▶ Exercise goal
Below are records with pictures. Reproduce exactly the lines from the line with "for every instance of the palm tree, set" to the line with "for every instance of the palm tree trunk, set", inclusive, and leave each picture out.
*** Input data Section Begins ***
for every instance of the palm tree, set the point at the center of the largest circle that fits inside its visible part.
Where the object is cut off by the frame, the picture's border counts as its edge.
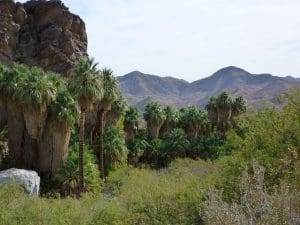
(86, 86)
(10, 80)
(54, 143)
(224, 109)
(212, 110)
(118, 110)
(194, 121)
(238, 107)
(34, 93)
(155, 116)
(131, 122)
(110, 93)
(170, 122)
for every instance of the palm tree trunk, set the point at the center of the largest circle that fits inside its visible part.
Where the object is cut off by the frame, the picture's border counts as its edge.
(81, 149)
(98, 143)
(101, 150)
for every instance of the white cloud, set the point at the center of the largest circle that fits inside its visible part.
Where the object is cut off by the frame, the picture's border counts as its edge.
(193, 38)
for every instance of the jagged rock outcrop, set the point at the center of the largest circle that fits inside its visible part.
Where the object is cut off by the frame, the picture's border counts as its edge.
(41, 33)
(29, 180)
*** Input data Section Ends ***
*** Input data Section Begins ***
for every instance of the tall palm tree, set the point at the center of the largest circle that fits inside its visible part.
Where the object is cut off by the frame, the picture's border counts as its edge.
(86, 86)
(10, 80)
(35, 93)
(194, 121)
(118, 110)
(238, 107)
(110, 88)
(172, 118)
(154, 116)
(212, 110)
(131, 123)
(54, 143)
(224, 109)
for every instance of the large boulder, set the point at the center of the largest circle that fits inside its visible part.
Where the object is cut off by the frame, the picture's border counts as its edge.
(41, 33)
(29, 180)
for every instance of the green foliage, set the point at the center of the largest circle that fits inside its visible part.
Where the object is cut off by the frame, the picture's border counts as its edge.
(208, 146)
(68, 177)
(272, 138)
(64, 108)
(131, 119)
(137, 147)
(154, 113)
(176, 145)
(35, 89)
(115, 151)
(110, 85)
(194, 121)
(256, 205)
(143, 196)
*** Input data Section Ends ***
*** Input data Section Begins ***
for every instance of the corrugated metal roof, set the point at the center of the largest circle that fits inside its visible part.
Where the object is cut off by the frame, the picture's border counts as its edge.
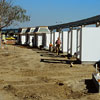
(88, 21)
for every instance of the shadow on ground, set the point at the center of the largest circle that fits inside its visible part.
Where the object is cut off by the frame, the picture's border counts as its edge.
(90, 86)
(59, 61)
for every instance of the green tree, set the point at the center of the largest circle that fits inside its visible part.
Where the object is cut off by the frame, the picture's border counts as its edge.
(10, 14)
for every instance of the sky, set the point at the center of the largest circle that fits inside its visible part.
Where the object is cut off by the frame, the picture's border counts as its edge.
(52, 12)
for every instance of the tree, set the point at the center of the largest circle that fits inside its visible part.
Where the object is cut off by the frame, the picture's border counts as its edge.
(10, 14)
*** Input data Section Ends ***
▶ Result for this task
for every instance of the palm tree, set the point at the center of the largest circle that fits inside its visible part.
Where the object is cut off by the frame, the picture's border counts as its edge.
(86, 86)
(10, 80)
(54, 143)
(224, 109)
(212, 110)
(118, 110)
(194, 121)
(238, 107)
(34, 93)
(155, 116)
(131, 122)
(110, 93)
(170, 122)
for every instance of the palm tree trunk, set the point at the center of the largest circle that fits inside its visible part.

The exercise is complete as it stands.